==== Seite ====

Die Inseln sind der Rückzugsort der Côte d‘Azur
Nirgendwo sonst gibt es derart geballt mehr Schöne und Reiche, mehr Megayachten, mehr Protz und Prunk als an der Côte d'Azur. Hier tobt das Leben. Ob in St. Tropez zum Beispiel oder in Cannes, ob in Nizza oder in Monaco. Doch wo, bitte schön, kann man an dieser Küste noch ein ruhiges Plätzchen finden, eine einsame Badebucht womöglich? Noch dazu in der Hochsaison? „Nicht leicht”, meint unser Vercharterer, der selbst oft in diesen Gewässern unterwegs ist. „Aber nicht unmöglich“, schiebt er mit geheimnisvollem Lächeln hinterher. „Segelt zu den ‚Goldenen Inseln', und Ihr werdet ein kleines Wunder erleben.“
Wer etwas mehr Ruhe und Erholung sucht, segelt zu den Îles d’Hyères.
Wir folgen seinem Rat, machen uns auf zu den „Goldenen Inseln“, die eigentlich Îles d'Hyères heißen und nur zwei Seemeilen vom Festland entfernt im azurblauen Meer schwimmen. Verstreut über 18 Seemeilen liegen ganz im Westen Porquerolles, in der Mitte Port-Cros und weiter östlich dann die Île du Levant. Inmitten einer der ältesten und erschlossensten Ferienregionen der Welt – hier soll ein echter Garten Eden sein?
Von der Festlandsküste geht es rüber zu den nahe gelegenen Inseln.
Die Hektik der Festlandküste bleibt im Kielwasser zurück
Also hoch die Tüten und nichts wie weg aus Bandol, einem dieser typischen und überlaufenen Ferienorte der französischen Mittelmeerküste. Weg von den Lautsprechertürmen, aus denen die ganze Nacht über Livemusik dröhnt. Und weg von den stinkenden Blechlawinen, die die Uferstraße verstopfen. Es kommt, wie es eigentlich immer kommt: Kaum sind die Leinen los, die Fender verstaut und die Segel gesetzt, kehrt Ruhe ein. Alle Hektik bleibt an Land zurück. Kein Lärm, kein Gestank. Nur Wind, Wellen und Meer. Und eine Yacht getragen vom weißem Tuch, die in gleichmäßigen Bewegungen das tiefblaue Wasser durchpflügt und unermüdlich ihrem Ziel entgegenläuft.

==== Gespeicherte Daten ====

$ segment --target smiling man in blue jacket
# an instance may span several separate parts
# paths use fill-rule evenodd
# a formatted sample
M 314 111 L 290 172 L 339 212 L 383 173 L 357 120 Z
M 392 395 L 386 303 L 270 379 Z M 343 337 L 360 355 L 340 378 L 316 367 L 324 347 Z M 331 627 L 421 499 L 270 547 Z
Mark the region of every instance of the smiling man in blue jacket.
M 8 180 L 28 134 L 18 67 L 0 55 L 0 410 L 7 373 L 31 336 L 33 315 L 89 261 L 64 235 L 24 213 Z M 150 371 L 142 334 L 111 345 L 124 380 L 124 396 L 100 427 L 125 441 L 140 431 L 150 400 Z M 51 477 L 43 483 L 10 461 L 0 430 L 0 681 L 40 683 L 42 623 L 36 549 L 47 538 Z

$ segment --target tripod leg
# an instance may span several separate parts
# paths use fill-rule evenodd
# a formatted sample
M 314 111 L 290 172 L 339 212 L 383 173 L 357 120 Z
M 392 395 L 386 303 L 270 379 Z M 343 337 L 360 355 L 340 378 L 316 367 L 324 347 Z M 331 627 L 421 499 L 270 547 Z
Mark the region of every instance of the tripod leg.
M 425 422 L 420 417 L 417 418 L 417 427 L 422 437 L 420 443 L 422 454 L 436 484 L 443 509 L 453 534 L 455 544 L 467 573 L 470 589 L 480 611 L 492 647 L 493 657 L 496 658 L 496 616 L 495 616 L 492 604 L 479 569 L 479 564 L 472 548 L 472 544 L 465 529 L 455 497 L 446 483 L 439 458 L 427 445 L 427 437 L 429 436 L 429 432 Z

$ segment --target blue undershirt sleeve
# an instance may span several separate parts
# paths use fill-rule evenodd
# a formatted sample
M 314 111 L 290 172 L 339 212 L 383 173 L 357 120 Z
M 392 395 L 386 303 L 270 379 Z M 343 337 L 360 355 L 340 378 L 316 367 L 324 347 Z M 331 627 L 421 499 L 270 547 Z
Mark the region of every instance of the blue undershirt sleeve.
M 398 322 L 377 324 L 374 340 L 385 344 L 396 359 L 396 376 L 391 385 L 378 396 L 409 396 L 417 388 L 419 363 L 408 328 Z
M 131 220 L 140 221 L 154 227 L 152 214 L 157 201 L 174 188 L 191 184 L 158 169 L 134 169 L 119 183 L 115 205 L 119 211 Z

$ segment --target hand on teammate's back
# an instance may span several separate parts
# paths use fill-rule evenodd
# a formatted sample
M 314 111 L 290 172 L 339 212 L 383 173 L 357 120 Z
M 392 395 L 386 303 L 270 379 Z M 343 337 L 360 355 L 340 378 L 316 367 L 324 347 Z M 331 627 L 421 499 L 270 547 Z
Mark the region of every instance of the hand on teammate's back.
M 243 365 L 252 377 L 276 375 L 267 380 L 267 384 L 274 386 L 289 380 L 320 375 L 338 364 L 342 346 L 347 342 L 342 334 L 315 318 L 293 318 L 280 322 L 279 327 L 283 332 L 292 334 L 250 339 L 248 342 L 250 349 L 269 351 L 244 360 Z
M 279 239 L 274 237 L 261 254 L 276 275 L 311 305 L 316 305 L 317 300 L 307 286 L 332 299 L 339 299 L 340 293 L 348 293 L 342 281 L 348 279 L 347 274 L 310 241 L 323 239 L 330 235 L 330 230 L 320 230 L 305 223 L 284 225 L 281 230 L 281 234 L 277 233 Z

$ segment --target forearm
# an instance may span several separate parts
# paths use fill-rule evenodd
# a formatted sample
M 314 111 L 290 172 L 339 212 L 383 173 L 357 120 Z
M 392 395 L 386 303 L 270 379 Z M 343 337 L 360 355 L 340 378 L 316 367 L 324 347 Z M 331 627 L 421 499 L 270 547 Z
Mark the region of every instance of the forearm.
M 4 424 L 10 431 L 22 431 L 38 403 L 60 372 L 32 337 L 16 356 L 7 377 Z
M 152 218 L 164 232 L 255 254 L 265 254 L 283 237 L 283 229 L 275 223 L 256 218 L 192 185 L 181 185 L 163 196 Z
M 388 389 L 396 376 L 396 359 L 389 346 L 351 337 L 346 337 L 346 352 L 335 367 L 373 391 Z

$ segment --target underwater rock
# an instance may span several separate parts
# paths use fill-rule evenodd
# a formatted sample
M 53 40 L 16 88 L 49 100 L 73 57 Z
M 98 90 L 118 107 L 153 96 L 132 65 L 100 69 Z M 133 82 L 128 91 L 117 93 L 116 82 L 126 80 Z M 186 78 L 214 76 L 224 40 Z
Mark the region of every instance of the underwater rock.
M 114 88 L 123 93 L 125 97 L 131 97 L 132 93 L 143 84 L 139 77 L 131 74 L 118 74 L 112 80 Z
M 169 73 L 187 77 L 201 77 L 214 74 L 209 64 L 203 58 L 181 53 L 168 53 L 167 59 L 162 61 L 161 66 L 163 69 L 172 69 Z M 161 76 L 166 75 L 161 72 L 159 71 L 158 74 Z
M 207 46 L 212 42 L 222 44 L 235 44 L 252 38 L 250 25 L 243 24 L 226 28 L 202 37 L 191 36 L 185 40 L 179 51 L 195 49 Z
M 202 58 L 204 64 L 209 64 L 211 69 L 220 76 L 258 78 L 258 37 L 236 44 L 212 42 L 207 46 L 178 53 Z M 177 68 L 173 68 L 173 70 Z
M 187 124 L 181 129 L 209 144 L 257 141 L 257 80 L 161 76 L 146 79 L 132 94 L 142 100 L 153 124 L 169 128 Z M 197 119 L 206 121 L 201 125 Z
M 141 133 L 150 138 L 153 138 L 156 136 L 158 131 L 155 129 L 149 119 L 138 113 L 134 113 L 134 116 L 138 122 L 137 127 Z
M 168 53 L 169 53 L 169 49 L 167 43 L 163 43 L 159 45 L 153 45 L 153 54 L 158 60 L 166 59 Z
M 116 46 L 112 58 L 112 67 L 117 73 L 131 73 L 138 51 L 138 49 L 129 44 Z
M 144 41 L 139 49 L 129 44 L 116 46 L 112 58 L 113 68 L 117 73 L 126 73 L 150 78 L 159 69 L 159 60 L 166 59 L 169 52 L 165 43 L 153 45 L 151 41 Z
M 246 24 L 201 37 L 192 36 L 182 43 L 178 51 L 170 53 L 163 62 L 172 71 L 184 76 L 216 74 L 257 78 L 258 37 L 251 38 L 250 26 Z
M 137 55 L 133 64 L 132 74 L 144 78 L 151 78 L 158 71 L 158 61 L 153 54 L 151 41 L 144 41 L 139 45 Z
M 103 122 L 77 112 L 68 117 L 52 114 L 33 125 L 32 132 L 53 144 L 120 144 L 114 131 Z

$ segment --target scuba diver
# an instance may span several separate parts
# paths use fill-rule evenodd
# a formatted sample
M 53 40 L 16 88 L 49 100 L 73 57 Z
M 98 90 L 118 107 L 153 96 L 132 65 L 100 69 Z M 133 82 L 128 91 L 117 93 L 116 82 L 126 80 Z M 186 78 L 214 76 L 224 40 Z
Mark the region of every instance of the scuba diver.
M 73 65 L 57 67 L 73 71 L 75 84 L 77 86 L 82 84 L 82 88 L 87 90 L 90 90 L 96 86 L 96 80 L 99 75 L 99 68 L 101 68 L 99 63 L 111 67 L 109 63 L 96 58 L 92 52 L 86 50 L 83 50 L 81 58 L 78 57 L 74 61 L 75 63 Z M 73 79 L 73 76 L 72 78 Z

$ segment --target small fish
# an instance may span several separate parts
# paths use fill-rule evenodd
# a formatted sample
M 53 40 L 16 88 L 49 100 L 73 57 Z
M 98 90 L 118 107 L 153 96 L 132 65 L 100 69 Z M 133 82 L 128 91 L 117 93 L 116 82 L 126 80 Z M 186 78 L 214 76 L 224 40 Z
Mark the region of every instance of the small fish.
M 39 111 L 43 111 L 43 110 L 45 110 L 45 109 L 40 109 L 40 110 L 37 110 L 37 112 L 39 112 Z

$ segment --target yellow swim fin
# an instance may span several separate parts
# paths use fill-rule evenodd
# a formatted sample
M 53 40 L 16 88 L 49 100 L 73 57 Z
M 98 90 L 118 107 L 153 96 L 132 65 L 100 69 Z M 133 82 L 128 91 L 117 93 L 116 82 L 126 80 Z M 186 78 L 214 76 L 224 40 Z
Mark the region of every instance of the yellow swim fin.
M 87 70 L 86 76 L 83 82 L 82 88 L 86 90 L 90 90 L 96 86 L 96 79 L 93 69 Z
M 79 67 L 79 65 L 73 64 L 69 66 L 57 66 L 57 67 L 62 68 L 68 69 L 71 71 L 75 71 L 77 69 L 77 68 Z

====

▶ Übungsaufgaben:
(a) Schreiben Sie aus dem Text über die Îles d'Hyères alles von „Die Inseln sind“ bis hinunter zu „den Îles d’Hyères.“ wortgetreu ab.
(b) Setzen Sie den Text über die Îles d'Hyères bitte im Anschluss an seinen letzten Satz fort.

▶ Lösungen zur Übung:
(a)
Die Inseln sind der Rückzugsort der Côte d‘Azur
Nirgendwo sonst gibt es derart geballt mehr Schöne und Reiche, mehr Megayachten, mehr Protz und Prunk als an der Côte d'Azur. Hier tobt das Leben. Ob in St. Tropez zum Beispiel oder in Cannes, ob in Nizza oder in Monaco. Doch wo, bitte schön, kann man an dieser Küste noch ein ruhiges Plätzchen finden, eine einsame Badebucht womöglich? Noch dazu in der Hochsaison? „Nicht leicht”, meint unser Vercharterer, der selbst oft in diesen Gewässern unterwegs ist. „Aber nicht unmöglich“, schiebt er mit geheimnisvollem Lächeln hinterher. „Segelt zu den ‚Goldenen Inseln', und Ihr werdet ein kleines Wunder erleben.“
Wer etwas mehr Ruhe und Erholung sucht, segelt zu den Îles d’Hyères.

(b)
Unser Ziel ist ein „Croissant“, so jedenfalls sieht Porquerolles, die größte der drei „Goldenen Inseln“ auf der Seekarte aus. An ihrer Nordseite finden sich seichte Buchten mit feinsandigen Stränden, an der Südküste stürzen Felsen steil in die offene See. Der einzige Hafen des Eilands, Port de Porquerolles, liegt in der nördlichen Krümmung des Frühstückshörnchens. Und ist proppevoll. „Nachmittags ist meist schon alles belegt“, sagt uns der Mitarbeiter im Hafenbüro neben der Ankunftspier freundlich aber bestimmt. „Im Juli und August sollten Sie sich vorher anmelden“, werden wir über die örtlichen Gegebenheiten aufgeklärt. „Oder Sie sind spätestens mittags hier.“
Also wieder raus aus dem Hafen und rein in die Ankerbucht. Wir nehmen die weite und offene Bucht gleich nebenan, unmittelbar vor dem Plage de la Courtades. Der Anker fällt auf den Grund und die Crew ins Wasser. „Viel besser als der Hafen“, findet meine Tochter Nora und taucht ab Richtung Strand.
Die Ankerbucht liegt gleich neben dem Hauptort von Porquerolles.
Als ich danach mit einem Café au Lait unterm Biminitop sitze, fallen mir die Worte unseres Vercharterers wieder ein – das kleine Wunder. Mein Blick schweift aus dem Cockpit ins türkisfarbene Wasser (wirklich, wie in der Südsee!), dann über den feinsandigen Strand bis zum sanft ansteigenden Pinienhain.
Auch mit 50 Yachten bleibt die Ankerbucht von Porquerolles noch entspannt.
Und obwohl der Hafen voll ist, wir die Ankerbucht mit rund 50 anderen Yachten teilen und der Strand belegt ist wie in Timmendorf zur Hochsaison – hier ist das etwas anderes. Vielleicht, weil keine stinkende Blechschlange über die Uferstraße schleicht. Vielleicht, weil keine Jetskis über die Ankerketten knattern. Vielleicht aber auch wegen dieses einzigartigen Geruchs, der zu uns hinüberweht.
330 Einwohner, ein Hafen, viele Weinberge, kaum Autos
Porquerolles duftet nach Hustenbonbons, nach Honig und Eukalyptus, nach Thymian, Myrte und Pinien. Eine Insel voller üppig-grüner Vegetation, sieben Kilometer lang und drei Kilometer breit. Mit fünf Ankerbuchten und einem Hafen, mit zehn Forts und drei Weingütern, mit 330 Einwohnern im Winter und rund 10.000 Besuchern an Hochsommertagen. Hier lässt es sich aushalten, denke ich im Stillen. Auch wenn wir, wie es scheint, die Einsamkeit teilen müssen.
Auf der Nordseite der Insel finden sich selbst im Hochsommer noch einsame Badenischen.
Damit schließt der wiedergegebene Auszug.